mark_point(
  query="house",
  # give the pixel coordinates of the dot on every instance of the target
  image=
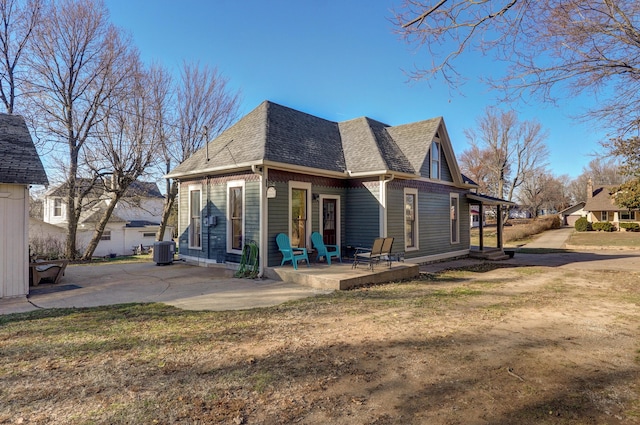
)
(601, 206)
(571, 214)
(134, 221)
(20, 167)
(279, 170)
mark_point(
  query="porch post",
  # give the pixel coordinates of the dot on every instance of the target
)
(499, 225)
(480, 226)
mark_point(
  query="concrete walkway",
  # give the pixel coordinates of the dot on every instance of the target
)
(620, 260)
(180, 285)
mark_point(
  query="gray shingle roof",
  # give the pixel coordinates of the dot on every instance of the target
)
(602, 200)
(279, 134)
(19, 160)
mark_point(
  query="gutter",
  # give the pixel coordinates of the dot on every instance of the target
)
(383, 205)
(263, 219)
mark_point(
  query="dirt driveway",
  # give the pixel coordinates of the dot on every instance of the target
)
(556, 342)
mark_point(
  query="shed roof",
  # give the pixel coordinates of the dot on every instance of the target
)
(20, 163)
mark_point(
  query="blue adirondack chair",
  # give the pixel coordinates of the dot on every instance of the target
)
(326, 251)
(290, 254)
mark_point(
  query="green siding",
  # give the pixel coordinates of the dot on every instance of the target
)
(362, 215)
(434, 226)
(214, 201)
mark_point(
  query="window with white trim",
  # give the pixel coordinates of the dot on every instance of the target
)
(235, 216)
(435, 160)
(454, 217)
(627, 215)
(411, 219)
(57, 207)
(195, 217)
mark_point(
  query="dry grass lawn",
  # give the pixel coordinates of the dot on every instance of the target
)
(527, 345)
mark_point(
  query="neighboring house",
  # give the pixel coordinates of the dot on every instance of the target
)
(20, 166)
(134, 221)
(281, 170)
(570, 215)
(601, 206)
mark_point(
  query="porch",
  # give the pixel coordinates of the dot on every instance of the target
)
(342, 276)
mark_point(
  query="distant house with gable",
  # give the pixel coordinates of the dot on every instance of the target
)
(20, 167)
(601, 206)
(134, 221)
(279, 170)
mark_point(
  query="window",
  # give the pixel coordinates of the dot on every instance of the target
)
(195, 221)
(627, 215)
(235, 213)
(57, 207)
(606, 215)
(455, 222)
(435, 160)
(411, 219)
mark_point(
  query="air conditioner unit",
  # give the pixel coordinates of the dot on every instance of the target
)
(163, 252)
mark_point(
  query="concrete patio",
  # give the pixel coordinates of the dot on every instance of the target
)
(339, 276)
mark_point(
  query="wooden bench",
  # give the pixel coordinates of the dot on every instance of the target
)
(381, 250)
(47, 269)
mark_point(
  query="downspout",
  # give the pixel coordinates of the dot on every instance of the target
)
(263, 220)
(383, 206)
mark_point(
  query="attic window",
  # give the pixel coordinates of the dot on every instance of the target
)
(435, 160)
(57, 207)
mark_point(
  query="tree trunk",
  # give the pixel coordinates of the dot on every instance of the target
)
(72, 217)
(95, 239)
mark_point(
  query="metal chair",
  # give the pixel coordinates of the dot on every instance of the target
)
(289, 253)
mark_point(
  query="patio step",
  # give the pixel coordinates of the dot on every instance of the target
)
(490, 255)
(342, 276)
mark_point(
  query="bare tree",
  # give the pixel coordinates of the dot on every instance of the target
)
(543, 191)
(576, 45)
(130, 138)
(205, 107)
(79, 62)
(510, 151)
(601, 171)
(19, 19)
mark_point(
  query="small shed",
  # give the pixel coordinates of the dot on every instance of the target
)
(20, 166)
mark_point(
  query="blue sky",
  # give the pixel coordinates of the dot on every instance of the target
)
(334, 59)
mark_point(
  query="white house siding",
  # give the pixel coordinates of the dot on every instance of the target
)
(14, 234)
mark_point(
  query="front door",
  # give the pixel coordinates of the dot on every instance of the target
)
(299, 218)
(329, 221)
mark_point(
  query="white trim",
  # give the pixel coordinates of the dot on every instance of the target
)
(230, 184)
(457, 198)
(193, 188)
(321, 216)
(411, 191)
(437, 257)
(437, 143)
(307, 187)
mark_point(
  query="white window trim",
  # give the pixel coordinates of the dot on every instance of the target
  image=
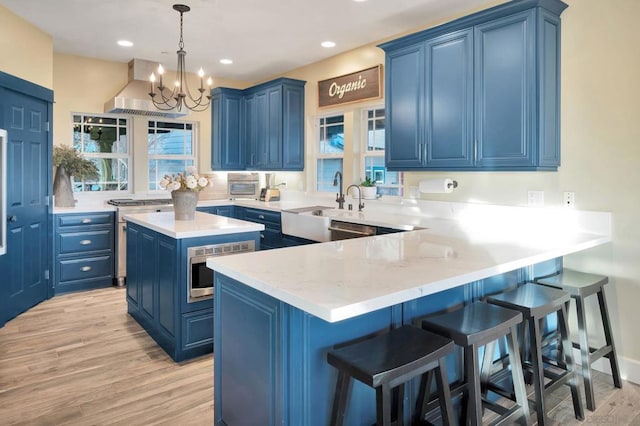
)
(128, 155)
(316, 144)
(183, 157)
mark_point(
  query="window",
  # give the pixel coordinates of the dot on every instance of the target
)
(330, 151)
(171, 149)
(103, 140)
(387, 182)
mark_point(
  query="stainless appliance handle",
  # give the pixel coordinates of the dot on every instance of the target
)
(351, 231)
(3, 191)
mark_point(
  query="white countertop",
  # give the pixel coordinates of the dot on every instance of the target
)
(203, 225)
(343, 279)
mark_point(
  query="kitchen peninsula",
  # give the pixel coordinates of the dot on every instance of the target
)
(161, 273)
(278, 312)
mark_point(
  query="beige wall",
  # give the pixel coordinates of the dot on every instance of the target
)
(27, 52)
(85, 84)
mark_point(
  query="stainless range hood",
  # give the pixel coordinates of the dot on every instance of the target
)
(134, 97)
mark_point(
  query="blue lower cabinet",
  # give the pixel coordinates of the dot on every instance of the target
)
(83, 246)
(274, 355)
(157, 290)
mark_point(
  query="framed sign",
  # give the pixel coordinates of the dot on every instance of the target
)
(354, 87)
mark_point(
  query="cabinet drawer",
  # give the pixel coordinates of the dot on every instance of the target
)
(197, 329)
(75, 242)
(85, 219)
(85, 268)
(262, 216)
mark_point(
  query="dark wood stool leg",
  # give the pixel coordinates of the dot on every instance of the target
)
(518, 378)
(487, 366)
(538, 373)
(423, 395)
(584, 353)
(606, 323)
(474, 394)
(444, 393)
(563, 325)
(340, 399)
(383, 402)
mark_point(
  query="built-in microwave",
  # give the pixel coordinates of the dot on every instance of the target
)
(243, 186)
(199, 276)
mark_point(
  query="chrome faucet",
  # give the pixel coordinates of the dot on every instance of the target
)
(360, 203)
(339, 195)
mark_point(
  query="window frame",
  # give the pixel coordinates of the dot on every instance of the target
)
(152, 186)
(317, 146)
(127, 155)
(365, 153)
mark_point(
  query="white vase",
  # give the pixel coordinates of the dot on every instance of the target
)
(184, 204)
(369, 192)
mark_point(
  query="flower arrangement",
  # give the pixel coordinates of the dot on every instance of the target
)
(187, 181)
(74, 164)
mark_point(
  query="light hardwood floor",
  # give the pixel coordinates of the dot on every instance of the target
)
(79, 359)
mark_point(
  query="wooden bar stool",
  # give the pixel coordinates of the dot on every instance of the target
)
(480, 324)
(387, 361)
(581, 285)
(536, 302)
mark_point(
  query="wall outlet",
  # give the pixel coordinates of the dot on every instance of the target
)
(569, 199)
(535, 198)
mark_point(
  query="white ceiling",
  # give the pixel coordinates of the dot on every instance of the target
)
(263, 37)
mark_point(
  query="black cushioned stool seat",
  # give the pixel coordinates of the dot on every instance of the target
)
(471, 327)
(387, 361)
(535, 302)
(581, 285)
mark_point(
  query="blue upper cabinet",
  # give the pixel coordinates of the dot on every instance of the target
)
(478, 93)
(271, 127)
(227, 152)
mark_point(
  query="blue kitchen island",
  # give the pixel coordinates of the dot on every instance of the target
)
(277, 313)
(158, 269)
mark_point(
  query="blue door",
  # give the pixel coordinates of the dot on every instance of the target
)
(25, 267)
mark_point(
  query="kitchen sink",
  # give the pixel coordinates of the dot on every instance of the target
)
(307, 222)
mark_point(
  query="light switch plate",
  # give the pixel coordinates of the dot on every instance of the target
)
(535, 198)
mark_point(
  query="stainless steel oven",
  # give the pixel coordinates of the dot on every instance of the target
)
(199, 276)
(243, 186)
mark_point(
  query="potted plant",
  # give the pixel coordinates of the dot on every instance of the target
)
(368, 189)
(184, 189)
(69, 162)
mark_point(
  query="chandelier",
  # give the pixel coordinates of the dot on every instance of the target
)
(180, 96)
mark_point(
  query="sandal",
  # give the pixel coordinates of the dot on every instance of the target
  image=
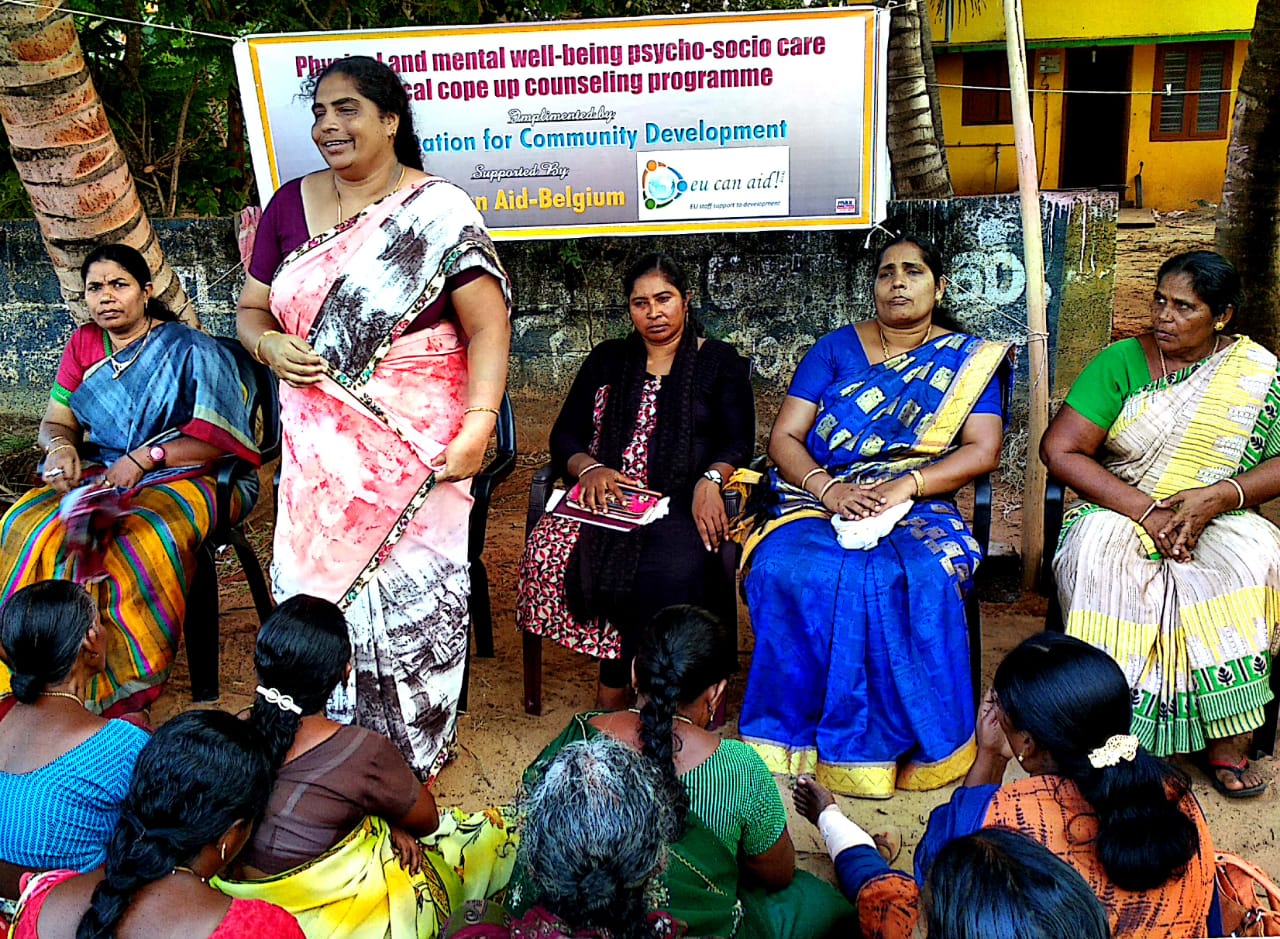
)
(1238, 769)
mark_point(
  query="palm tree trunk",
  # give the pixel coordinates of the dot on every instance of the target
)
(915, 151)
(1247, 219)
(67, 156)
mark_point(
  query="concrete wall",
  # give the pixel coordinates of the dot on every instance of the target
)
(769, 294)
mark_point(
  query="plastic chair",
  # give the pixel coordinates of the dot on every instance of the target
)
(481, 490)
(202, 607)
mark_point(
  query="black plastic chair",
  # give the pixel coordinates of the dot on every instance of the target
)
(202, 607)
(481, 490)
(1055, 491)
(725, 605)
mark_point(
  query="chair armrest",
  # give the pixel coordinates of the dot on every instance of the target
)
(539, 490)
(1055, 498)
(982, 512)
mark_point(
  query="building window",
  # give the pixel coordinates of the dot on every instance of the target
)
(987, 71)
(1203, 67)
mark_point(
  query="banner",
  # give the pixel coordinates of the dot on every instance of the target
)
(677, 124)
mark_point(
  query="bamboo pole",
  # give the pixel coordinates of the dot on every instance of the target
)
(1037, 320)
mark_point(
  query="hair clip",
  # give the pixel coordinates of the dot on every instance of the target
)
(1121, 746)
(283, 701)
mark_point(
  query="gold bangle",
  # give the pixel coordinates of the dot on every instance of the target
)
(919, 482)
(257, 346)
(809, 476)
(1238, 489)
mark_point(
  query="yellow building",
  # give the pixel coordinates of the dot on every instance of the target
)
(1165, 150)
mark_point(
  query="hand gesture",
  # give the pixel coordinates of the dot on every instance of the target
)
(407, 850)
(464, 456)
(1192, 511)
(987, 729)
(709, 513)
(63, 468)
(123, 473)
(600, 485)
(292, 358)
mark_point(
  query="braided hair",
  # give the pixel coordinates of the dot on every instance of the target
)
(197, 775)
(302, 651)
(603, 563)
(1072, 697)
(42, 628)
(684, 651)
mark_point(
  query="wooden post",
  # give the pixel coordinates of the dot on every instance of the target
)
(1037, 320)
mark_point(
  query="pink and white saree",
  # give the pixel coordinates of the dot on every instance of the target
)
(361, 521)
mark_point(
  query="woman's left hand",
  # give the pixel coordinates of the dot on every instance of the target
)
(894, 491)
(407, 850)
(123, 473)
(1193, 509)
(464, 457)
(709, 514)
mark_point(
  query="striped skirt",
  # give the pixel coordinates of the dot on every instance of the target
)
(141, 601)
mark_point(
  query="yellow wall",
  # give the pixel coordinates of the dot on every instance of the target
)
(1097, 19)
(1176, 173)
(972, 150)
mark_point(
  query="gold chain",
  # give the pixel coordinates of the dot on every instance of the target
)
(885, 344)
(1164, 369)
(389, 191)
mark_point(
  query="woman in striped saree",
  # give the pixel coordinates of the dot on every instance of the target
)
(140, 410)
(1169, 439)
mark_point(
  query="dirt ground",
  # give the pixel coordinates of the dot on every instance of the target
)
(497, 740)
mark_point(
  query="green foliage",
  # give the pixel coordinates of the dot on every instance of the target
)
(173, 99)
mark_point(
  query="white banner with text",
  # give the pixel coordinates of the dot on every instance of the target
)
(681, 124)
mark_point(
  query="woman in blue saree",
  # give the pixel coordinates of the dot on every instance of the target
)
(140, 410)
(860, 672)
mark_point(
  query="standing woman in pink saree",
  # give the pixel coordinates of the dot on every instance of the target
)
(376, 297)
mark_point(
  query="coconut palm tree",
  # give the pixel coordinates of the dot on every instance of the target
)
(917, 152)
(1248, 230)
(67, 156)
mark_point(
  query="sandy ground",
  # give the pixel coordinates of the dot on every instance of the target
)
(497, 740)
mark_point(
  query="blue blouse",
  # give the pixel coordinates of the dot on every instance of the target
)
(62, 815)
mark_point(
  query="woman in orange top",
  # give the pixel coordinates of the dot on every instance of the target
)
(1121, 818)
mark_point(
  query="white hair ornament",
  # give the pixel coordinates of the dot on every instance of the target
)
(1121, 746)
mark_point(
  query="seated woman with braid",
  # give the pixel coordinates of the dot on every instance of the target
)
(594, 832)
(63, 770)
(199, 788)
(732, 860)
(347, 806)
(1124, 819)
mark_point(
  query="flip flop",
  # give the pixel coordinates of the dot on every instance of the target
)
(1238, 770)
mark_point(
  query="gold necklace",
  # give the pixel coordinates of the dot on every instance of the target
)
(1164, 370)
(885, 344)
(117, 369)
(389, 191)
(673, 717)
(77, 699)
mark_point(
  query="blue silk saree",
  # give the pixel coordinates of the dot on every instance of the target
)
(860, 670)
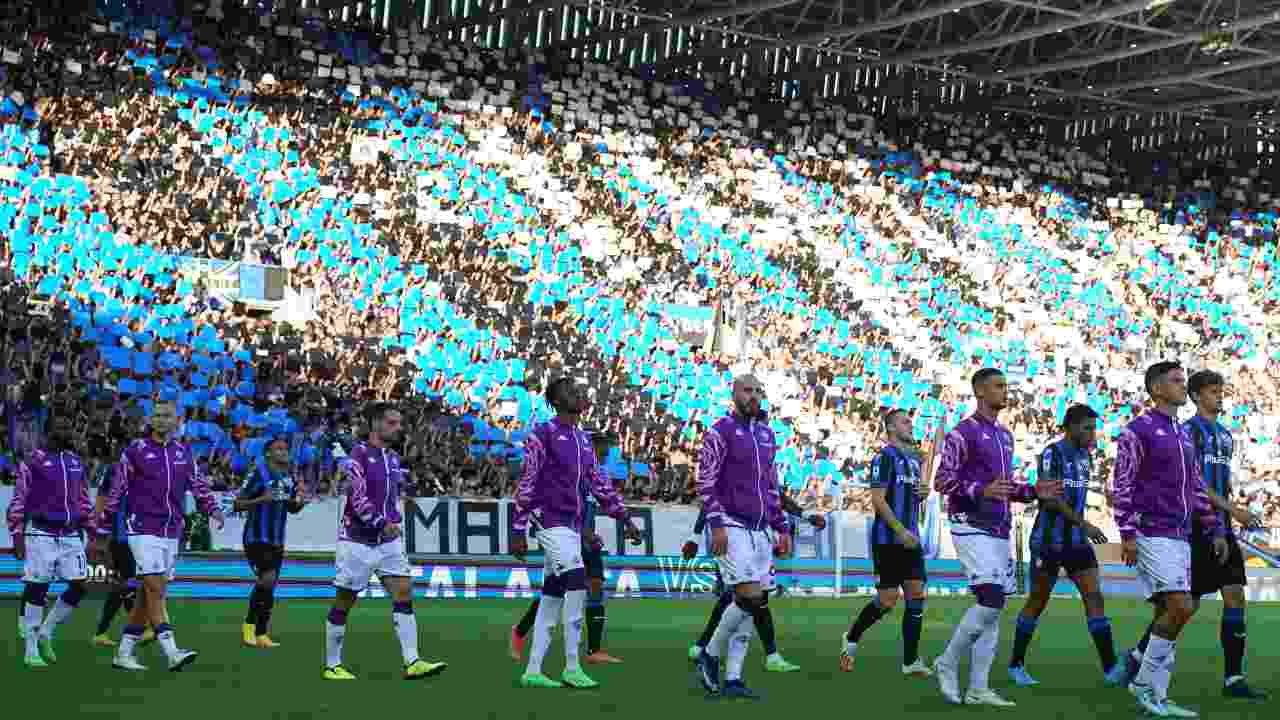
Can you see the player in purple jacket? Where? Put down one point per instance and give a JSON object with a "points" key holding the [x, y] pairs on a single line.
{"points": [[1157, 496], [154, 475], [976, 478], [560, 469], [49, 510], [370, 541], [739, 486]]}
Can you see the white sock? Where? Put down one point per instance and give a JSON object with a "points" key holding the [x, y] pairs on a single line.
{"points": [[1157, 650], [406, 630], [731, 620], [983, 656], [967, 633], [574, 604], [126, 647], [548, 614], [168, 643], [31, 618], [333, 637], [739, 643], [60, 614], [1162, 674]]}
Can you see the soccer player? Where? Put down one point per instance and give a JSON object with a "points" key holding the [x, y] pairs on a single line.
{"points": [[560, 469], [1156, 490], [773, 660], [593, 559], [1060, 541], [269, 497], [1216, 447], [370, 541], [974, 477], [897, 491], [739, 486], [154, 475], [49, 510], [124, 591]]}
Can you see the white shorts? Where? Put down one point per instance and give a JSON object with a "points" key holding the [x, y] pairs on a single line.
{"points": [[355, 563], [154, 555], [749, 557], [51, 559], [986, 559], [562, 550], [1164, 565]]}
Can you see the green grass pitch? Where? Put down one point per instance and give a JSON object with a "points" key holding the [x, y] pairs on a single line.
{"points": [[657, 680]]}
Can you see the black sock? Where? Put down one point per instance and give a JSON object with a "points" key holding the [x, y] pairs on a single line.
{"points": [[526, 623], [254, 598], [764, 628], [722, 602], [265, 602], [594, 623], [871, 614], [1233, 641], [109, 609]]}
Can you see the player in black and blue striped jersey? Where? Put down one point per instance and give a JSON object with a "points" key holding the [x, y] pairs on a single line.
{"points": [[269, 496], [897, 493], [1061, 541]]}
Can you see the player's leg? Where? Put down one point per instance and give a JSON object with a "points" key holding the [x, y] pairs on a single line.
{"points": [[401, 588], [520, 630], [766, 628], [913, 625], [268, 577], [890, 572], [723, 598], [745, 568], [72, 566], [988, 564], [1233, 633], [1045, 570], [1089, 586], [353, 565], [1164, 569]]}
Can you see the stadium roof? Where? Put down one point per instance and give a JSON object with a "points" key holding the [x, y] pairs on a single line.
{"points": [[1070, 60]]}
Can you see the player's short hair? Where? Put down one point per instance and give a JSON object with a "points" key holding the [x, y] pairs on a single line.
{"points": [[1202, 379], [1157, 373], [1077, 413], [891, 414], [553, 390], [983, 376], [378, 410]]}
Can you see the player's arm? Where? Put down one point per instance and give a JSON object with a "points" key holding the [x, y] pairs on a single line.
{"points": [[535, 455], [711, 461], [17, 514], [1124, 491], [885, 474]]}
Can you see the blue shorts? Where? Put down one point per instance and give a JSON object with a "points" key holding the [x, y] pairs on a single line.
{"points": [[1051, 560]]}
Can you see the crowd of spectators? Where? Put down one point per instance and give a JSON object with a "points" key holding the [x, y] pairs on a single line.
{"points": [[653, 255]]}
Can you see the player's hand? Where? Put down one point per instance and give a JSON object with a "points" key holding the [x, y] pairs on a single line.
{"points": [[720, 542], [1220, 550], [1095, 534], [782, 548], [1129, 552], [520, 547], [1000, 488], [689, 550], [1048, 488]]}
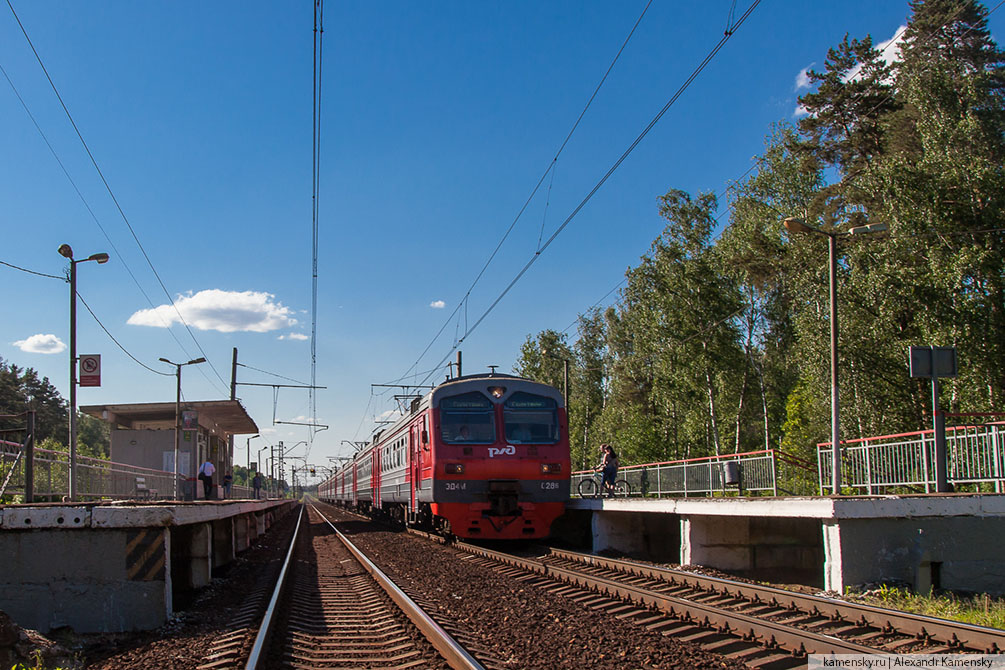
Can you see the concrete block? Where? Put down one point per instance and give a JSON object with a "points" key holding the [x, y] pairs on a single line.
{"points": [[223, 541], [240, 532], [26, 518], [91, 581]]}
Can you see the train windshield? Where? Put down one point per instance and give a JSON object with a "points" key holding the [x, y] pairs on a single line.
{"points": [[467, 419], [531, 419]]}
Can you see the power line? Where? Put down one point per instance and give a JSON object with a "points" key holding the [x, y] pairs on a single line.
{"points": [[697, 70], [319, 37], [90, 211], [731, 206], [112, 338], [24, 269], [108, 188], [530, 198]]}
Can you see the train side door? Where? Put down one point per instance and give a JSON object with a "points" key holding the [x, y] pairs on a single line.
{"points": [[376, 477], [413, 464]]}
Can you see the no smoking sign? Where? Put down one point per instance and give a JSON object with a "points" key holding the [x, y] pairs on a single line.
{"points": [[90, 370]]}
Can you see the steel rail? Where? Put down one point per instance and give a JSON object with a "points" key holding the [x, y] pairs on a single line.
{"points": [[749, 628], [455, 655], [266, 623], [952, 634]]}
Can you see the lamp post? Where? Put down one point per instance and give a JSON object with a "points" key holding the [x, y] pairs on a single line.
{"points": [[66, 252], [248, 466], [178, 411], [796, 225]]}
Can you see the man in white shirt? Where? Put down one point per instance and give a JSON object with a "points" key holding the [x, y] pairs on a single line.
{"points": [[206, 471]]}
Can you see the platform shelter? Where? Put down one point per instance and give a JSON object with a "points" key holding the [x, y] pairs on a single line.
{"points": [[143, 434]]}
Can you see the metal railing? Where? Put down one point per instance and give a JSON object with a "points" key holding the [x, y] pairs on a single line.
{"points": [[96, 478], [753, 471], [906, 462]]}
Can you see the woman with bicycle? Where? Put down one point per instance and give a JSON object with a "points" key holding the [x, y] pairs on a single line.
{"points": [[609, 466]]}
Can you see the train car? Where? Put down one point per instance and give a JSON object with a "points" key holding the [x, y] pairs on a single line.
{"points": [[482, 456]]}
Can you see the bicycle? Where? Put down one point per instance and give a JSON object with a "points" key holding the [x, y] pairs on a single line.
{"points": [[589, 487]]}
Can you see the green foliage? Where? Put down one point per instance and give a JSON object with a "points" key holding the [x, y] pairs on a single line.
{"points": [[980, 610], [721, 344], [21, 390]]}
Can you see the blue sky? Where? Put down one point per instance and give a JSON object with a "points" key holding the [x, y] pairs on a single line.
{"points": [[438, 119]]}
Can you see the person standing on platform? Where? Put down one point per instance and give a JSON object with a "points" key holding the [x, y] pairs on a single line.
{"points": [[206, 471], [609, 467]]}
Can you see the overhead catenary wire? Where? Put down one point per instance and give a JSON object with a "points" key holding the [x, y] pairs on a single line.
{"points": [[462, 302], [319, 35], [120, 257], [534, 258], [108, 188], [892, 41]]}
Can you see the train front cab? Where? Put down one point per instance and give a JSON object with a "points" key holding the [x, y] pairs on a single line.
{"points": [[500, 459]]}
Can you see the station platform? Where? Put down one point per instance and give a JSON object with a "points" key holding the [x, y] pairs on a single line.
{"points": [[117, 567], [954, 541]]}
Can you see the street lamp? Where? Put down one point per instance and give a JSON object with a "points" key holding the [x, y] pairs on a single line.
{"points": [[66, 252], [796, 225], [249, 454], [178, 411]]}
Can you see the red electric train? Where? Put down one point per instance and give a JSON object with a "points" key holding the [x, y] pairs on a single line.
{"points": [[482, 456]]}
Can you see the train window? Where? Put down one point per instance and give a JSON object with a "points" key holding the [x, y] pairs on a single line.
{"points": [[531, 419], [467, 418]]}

--------

Write out every line in the data that holds the string "wooden".

> **COMPLETED EXERCISE**:
  query="wooden bench",
  query="wooden bar stool",
  query="wooden post",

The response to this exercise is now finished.